- **PROBLEM REQUIREMENTS**:
The answer must be every record below, repeated exactly.

- **Stored data**:

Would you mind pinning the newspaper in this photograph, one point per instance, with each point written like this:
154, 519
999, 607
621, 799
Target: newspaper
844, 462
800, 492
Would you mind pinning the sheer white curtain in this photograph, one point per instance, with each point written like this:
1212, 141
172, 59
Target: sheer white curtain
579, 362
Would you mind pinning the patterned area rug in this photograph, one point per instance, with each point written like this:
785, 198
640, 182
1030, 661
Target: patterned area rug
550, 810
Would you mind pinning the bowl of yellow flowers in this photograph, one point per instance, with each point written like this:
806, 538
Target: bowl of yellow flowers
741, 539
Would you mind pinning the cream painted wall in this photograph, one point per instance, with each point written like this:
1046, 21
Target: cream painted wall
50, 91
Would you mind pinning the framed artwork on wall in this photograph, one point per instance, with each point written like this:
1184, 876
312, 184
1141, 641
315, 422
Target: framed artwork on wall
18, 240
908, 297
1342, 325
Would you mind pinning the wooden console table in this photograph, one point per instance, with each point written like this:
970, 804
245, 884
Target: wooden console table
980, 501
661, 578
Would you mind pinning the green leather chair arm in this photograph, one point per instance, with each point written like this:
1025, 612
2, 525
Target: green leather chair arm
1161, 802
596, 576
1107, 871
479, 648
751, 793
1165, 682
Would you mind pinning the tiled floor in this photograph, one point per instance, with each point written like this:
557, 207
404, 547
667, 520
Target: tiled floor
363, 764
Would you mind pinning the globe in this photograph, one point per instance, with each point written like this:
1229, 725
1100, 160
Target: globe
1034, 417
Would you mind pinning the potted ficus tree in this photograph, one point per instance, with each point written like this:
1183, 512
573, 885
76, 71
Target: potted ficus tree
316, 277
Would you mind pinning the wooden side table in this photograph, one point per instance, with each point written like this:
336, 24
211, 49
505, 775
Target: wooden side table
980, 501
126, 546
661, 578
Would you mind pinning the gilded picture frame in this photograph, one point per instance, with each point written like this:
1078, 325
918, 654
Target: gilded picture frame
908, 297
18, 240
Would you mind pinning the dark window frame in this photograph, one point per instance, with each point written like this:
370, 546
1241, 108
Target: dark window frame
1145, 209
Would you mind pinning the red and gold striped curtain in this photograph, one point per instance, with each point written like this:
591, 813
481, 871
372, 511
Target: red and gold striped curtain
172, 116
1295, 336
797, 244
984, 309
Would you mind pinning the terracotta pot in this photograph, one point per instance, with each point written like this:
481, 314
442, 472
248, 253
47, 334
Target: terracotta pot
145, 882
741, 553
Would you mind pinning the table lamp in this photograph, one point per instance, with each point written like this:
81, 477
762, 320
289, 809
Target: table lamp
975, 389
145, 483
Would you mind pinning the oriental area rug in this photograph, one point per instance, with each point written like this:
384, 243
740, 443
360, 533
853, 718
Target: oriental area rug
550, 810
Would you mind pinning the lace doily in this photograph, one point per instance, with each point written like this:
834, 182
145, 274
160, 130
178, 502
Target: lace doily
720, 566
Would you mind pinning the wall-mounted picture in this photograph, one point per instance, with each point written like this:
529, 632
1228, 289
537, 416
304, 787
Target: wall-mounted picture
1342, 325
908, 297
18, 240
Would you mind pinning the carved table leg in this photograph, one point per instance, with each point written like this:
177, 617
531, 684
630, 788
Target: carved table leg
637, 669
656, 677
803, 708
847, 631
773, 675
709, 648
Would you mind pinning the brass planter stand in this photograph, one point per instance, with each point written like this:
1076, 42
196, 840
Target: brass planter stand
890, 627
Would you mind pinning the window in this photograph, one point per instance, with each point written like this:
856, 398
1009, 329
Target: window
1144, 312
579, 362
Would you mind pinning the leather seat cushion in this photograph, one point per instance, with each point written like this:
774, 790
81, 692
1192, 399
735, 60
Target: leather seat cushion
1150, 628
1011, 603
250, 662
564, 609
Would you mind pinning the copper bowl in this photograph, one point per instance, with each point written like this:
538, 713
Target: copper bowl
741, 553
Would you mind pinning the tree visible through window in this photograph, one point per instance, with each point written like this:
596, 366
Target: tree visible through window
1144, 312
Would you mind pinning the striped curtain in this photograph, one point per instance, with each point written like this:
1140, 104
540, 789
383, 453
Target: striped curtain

- **ANSWER BOX**:
Would you mind pinning the newspaper in this photograph, one point per instance, with each point written like this:
154, 519
999, 607
621, 799
Target: newspaper
844, 462
800, 492
Would you mind pinning the sheer white curtain in this photograph, one point per instance, with each point written like this:
1212, 141
172, 59
Target: sheer white curtain
579, 362
Would you mind pinning the patterned area rug in this photograph, one point per instance, with each point written like this:
785, 198
640, 182
1030, 661
Target: patterned area rug
550, 810
Would you mind pinning the bowl of yellow flowers in this photograph, one point per instance, with each point written like this:
806, 538
Target: bowl of yellow flowers
741, 539
Would you mind pinning the cream painted wall in this photograph, one point per instance, with each point written like this:
1046, 21
Target: cream painted wall
50, 91
Would you mind pinning the framed artwork on wall in this photograph, one point per instance, with each point written like this:
1184, 876
312, 184
1141, 641
315, 422
Target: framed artwork on wall
18, 240
908, 297
1342, 325
Would you mind pinning the wooden console table in this photograph, one point per instance, with each point written like this:
970, 804
245, 884
Target: wooden console table
980, 501
661, 578
Would you mind pinning the green leather chair arm in this photograph, one point per instance, with each point written like this:
1025, 612
2, 525
Target: green leather chair arm
1161, 802
596, 576
1107, 871
479, 648
751, 793
1165, 682
Would you mind pinning the tiled floor in this photograph, one point per instance, with each point written like this:
557, 207
404, 547
667, 520
Target: tiled floor
363, 764
Would you mind pinning the globe in this photograph, one point per instance, with each point written like this:
1229, 725
1100, 160
Target: globe
1034, 417
Would you mind pinning the potted ficus tree in this photograph, one point per instance, with each point written like this:
1183, 512
573, 885
76, 71
Target: potted ficus tree
316, 277
Would you mind pinning the wooden side table in this photograph, one point per instance, with each point written like this:
336, 24
211, 49
505, 775
Target: wooden side table
980, 501
126, 546
661, 578
Would you mind pinning the gilded picture frame in this photograph, one point per instance, with each point written like this:
1078, 325
918, 654
Target: gilded picture frame
908, 297
18, 240
Would you mind pinning the dark window frame in this photograph, one point per instance, with each point written like this:
370, 546
1241, 108
Target: dark window frame
1145, 209
Would you mind pinning the red and gold striped curtain in this photograph, one point per instance, with each point written like this:
591, 813
481, 871
372, 511
Target: red and gold striped curtain
172, 116
1295, 336
797, 244
984, 309
Would you mind pinning the terracotta pot in this photograph, one point per instance, with each point written like this:
481, 314
442, 472
248, 253
47, 334
Target: terracotta pot
145, 882
741, 553
Would you mind pinning the table lamp in this photograph, one point per instance, with each point written like this:
81, 477
762, 320
289, 809
Target: table lamp
975, 389
145, 483
Would you mind pinning the oriental area rug in this photograph, one point per instance, with each point written like this:
384, 243
740, 443
360, 533
853, 718
Target: oriental area rug
550, 810
Would you mind pinning the lace doily in this photograph, one point per instance, with each point written like this:
834, 182
145, 274
160, 130
178, 502
Target: lace doily
720, 566
Would you mind pinning the wall-mounted picture in this photograph, one point per instance, with each point written like this:
529, 632
1228, 289
537, 416
304, 787
Target: wall-mounted picture
1342, 325
908, 297
18, 240
Would you mind pinning the carved table leg in this photograph, one point per instance, with each point written like this:
177, 617
531, 684
630, 788
Target: carved table leg
637, 669
656, 677
803, 708
847, 631
773, 675
709, 648
Would you mind pinning the brass planter stand in this photograph, one point per instance, with each point written like this:
1076, 42
196, 840
Target: brass planter stand
890, 627
Would you mind pinning the window in this photograph, one point per instance, with each point written like this:
856, 398
1009, 329
Target: window
1144, 312
579, 362
Would you mind pinning the leather seat cushion in this photograph, one point per instance, with each point written like this:
774, 790
81, 692
1192, 399
735, 60
Target: leather seat cushion
1150, 628
1011, 603
250, 662
564, 609
Would you mind pinning the copper bowl in this photograph, one point per instance, with each point written like this:
538, 713
Target: copper bowl
741, 553
Would you mind pinning the tree visible through window in this photograph, one point per instance, with each point written like this:
596, 366
Target: tree visible through window
1144, 312
Would you mind pinning the striped curtain in this photograph, one point per instance, with each point written like this:
1140, 104
540, 789
383, 453
Target: striped curtain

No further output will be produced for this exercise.